GOAL | Change the data below by replacing "identify all occurrences of" with "locate every instance of" throughout, leaving everything else as it is, and omit the pictures from your answer.

EXERCISE INPUT |

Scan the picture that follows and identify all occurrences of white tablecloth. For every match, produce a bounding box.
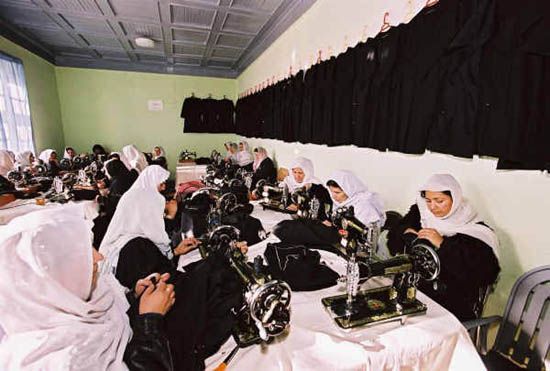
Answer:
[180,207,485,371]
[0,199,98,225]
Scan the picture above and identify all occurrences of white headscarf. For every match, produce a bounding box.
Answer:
[236,140,254,167]
[38,149,55,164]
[0,149,15,177]
[0,210,131,370]
[63,147,74,160]
[99,165,173,272]
[153,146,166,160]
[416,174,499,257]
[252,147,267,171]
[120,144,148,173]
[284,157,320,192]
[329,170,386,227]
[15,151,32,168]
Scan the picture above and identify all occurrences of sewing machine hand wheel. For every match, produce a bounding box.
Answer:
[247,281,291,341]
[218,193,237,214]
[409,239,441,281]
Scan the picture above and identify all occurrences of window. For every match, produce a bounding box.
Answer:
[0,53,34,153]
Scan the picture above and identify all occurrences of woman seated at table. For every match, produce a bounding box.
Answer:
[388,174,500,321]
[63,147,76,161]
[15,151,34,171]
[283,157,332,221]
[250,147,277,189]
[99,165,246,370]
[236,140,254,171]
[38,149,61,176]
[151,146,168,169]
[119,144,149,173]
[0,210,175,370]
[325,170,386,227]
[92,158,138,248]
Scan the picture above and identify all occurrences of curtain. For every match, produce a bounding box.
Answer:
[0,53,34,153]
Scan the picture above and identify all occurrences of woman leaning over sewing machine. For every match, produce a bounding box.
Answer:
[388,174,500,321]
[283,157,332,221]
[99,165,246,370]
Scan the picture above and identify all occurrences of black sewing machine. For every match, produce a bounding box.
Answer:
[254,179,296,214]
[199,225,292,348]
[322,208,440,329]
[179,149,197,162]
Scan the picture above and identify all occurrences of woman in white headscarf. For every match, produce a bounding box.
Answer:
[388,174,500,321]
[38,149,61,175]
[0,210,175,370]
[0,149,15,178]
[15,151,34,169]
[250,147,277,190]
[283,157,332,221]
[327,170,386,227]
[237,140,254,171]
[120,144,148,173]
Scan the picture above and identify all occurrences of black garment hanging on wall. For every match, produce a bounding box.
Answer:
[180,97,235,133]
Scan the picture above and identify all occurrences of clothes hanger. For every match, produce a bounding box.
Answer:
[424,0,439,8]
[380,12,392,32]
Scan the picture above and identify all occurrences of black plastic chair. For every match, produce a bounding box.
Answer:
[463,265,550,371]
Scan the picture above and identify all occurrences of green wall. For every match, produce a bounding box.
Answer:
[0,36,64,153]
[56,67,237,174]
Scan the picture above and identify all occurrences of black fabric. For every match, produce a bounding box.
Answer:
[180,97,235,133]
[250,157,277,189]
[124,313,174,371]
[388,204,500,321]
[273,219,340,251]
[116,237,242,370]
[264,243,339,291]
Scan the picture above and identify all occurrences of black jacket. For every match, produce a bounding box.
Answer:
[388,204,500,321]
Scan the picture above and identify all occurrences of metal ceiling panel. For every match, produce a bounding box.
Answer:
[171,5,216,29]
[0,0,315,78]
[120,22,162,42]
[216,34,253,48]
[172,28,210,45]
[222,13,268,34]
[63,16,113,36]
[109,0,160,23]
[47,0,101,15]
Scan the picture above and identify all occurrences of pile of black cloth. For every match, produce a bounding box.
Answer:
[264,242,339,291]
[116,237,243,370]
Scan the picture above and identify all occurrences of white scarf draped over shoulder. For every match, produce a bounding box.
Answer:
[120,144,148,173]
[236,141,254,167]
[99,165,173,273]
[416,174,499,257]
[284,157,320,192]
[0,149,15,177]
[329,170,386,227]
[0,208,131,370]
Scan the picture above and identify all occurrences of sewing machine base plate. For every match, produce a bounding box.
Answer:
[321,286,427,329]
[260,201,296,214]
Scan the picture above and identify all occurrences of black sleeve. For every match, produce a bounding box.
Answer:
[250,158,277,189]
[310,184,332,221]
[124,313,174,371]
[388,204,421,255]
[437,233,500,290]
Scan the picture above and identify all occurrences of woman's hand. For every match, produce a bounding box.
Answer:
[174,237,200,255]
[286,204,298,211]
[134,273,170,298]
[323,220,332,227]
[418,228,443,249]
[165,200,178,219]
[235,241,248,254]
[139,280,176,316]
[403,228,418,235]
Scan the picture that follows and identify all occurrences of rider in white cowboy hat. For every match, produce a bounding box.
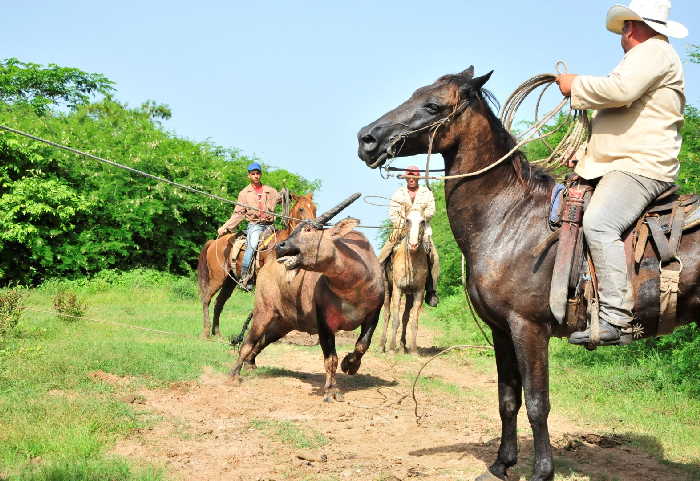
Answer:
[557,0,688,344]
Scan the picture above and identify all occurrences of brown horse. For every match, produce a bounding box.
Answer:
[379,209,428,354]
[358,67,700,481]
[197,192,316,337]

OUTPUT OF THE EXERCISE |
Scan the picture that follows and locate every instance of white tablecloth. For every match, produce a bounding box.
Answer:
[180,207,485,371]
[0,199,98,225]
Scan the picture above and locate every instance of white headscarf. For every match, produce a bounding box.
Answer:
[236,140,254,167]
[38,149,55,164]
[0,149,15,177]
[0,210,131,370]
[63,147,74,160]
[99,165,173,272]
[153,146,166,160]
[416,174,499,257]
[252,147,267,171]
[120,144,148,173]
[284,157,320,192]
[329,170,386,227]
[15,151,32,168]
Scan the picture above and locate every instance of sewing machine hand wheel. For every match, produce a bounding box.
Answer:
[247,281,291,341]
[218,193,237,214]
[409,239,441,281]
Scan the picture above and locate every instance of window. For every match, produce a bounding box.
Answer:
[0,53,34,153]
Scan the picture above and locate every instance of woman seated at table. For every match, produce a bounding box.
Answer:
[388,174,500,321]
[63,147,76,161]
[15,151,34,171]
[283,157,332,221]
[250,147,277,189]
[99,165,246,370]
[236,140,254,171]
[38,149,61,176]
[151,146,168,169]
[119,144,149,173]
[0,210,175,370]
[325,170,386,227]
[92,158,138,248]
Scan the picture above and locate every instance of curtain. For every match, produce a bounding box.
Answer:
[0,53,34,153]
Scan the picture above and locate every instance of woman leaning over sewing machine. For every match, produce a bounding box.
Answer:
[388,174,500,321]
[283,157,332,221]
[99,165,246,370]
Scan the picture above and locate every instance of black sewing machine. For every match, produce a bounding box.
Answer:
[254,179,296,214]
[199,225,292,348]
[322,208,440,329]
[179,149,197,162]
Scan the picture above and locate every instance of woman in white headscarf. For every match, produce a bounding box.
Answer:
[388,174,500,321]
[38,149,61,175]
[0,210,175,370]
[0,149,15,178]
[15,151,34,169]
[250,147,277,190]
[283,157,332,221]
[327,170,386,227]
[237,140,254,171]
[120,144,148,173]
Scan the picture above and locate every instance of black garment hanging on wall. For every match, produce a bounding box.
Answer:
[180,97,235,133]
Scan the picture above and locate every instance of clothes hanger. For every match, produce a bounding box.
Answer:
[424,0,439,8]
[380,12,392,32]
Scan the picture above and locate every instance of black plastic chair. For every match, produce a bounding box.
Answer:
[463,265,550,371]
Scan the picture above and locate every instance of green wall. For every match, produce a bounding box.
Answer:
[0,36,64,153]
[56,67,237,174]
Scan the picture above and locate every instance of black fabric. For every match, produce a bounding box.
Answer:
[180,97,235,133]
[250,157,277,189]
[124,313,174,371]
[388,204,500,321]
[273,219,340,251]
[116,237,242,370]
[264,243,339,291]
Scan the picture above and locate every instance of black jacket. For every match, produce a bounding box.
Answer:
[388,204,500,321]
Scan the picture above and locate every instance of metal ceiling panel. For every match, produce a bounding box.
Answer:
[171,5,216,29]
[0,0,315,78]
[120,22,162,42]
[216,34,253,48]
[172,28,210,45]
[222,13,268,34]
[63,16,113,36]
[109,0,160,23]
[47,0,101,15]
Scan the picture above and locate every instance of pile of black cloth. For every match, produce a bounding box.
Answer:
[264,242,339,291]
[116,237,243,370]
Scan the picture above and locate every instance of white scarf draped over shoulder. For every match, produce a bounding box.
Answer:
[120,144,148,173]
[236,141,254,167]
[99,165,173,273]
[416,174,499,257]
[284,157,320,192]
[0,149,15,177]
[329,170,386,227]
[0,208,131,370]
Scan the picture above and locate every instance of sewing machine base plate. For every match, produce a bounding box.
Answer:
[321,286,427,329]
[260,201,296,214]
Scan the picture above and locate every instance of black sleeve. For every match, produce a bounding box.
Answer:
[250,158,277,189]
[310,184,332,221]
[124,313,174,371]
[388,204,421,255]
[437,233,500,290]
Scan the picture above and locate every instance of woman's hand. For every match, produce a bounding box.
Answer:
[174,237,200,255]
[286,204,298,211]
[134,273,170,298]
[323,220,332,227]
[418,228,443,249]
[165,200,178,219]
[235,241,248,254]
[139,280,176,316]
[403,228,418,235]
Scan the picture that follows and locate every instance of rider in white cowboy hat. For every match, produce a bounding box.
Answer:
[557,0,688,344]
Scan the picture above and locate every instance of brown horse. For every match, produce a bounding box.
Answer:
[379,209,428,354]
[358,67,700,481]
[197,192,316,337]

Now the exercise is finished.